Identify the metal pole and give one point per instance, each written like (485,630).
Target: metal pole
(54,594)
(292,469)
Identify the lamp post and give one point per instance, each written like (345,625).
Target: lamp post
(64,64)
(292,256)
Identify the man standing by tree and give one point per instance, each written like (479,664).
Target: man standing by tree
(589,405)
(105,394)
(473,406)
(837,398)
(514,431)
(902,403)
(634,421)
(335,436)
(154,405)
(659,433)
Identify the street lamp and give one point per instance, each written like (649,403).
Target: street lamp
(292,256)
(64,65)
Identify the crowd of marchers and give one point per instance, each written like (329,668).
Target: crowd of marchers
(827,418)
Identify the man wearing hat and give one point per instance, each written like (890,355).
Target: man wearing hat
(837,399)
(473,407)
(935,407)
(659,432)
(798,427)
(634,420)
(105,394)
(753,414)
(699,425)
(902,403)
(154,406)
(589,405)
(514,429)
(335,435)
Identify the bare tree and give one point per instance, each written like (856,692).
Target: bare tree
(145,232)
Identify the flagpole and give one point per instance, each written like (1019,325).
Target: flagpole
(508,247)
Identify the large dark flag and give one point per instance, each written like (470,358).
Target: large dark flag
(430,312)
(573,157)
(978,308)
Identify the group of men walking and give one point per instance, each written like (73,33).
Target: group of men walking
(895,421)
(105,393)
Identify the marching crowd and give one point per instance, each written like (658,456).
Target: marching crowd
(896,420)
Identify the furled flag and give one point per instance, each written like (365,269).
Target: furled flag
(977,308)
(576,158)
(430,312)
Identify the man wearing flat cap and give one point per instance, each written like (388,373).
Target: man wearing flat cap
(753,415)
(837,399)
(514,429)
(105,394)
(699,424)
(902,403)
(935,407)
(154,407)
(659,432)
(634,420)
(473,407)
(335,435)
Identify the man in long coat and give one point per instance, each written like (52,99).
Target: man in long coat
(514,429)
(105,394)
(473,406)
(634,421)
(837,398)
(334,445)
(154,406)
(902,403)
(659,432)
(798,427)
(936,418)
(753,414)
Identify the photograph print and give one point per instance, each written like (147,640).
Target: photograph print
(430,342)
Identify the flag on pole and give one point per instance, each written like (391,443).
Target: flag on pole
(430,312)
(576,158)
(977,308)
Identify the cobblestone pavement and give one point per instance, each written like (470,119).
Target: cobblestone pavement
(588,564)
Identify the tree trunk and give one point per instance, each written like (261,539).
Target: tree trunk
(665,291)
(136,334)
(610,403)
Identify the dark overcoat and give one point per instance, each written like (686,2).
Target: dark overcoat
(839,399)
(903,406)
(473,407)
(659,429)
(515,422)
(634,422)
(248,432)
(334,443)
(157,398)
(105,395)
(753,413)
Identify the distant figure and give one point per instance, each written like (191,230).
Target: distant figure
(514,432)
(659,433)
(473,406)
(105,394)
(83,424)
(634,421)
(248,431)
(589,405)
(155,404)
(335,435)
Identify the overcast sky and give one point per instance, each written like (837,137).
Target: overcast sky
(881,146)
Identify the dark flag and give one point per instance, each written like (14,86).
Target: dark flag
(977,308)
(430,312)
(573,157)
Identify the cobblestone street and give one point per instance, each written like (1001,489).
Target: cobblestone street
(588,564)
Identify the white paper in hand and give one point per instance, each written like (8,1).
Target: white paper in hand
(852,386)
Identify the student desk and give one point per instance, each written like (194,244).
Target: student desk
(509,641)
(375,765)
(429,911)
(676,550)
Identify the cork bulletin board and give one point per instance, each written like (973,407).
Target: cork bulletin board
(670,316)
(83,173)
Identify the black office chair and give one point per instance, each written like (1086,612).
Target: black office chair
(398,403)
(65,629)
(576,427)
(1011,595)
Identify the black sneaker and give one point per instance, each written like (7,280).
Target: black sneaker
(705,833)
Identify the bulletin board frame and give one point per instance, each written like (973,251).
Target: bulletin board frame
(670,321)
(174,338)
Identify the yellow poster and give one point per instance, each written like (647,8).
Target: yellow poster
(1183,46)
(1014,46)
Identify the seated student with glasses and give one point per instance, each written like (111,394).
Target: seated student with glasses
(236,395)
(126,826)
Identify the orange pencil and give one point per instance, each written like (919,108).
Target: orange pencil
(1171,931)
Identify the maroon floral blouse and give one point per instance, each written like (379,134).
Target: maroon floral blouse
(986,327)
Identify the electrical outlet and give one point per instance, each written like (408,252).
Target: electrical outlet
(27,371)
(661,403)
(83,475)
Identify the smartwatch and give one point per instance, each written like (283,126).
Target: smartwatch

-------------------------

Lay out the material above as a numbered list, from the line containing "Identify the student" through the end of the material, inclusive, and leave out any blank lines.

1. Identify the student desk and give one point per instance, each written like (194,244).
2. Target: student desk
3. (509,641)
4. (375,765)
5. (429,911)
6. (676,550)
7. Identify the cork bulletin board and give one point per instance, each written like (973,407).
8. Target: cork bulletin board
9. (670,316)
10. (83,173)
11. Identify the black office chair and give one point per instance, each written like (1086,612).
12. Target: black office chair
13. (398,403)
14. (65,629)
15. (576,427)
16. (1011,595)
17. Identify the black sneaker and give one point per instance, each written like (7,280).
18. Target: black sneaker
19. (705,833)
20. Identify the bulletin board frame and give one point per instance, each written like (973,251).
21. Target: bulletin board frame
22. (670,321)
23. (174,338)
24. Identify the yellow poster and give one point per instance, each written like (647,8).
25. Target: yellow poster
26. (1183,46)
27. (1014,46)
28. Identify the seated student with glasses and give one point per instance, each written like (111,394).
29. Target: seated student with glasses
30. (236,395)
31. (126,826)
32. Identify the orange pencil and give one point per instance, each written like (919,108).
33. Target: orange pencil
34. (1171,931)
35. Identify the maroon floral blouse and give one point per instance, each written like (379,134).
36. Target: maroon floral blouse
37. (986,327)
38. Identify the electrical outlet and give one point per instance, each written like (408,252).
39. Target: electrical outlet
40. (27,371)
41. (661,403)
42. (83,475)
43. Identify the smartwatch and give one point per instance, each written like (283,126).
44. Target: smartwatch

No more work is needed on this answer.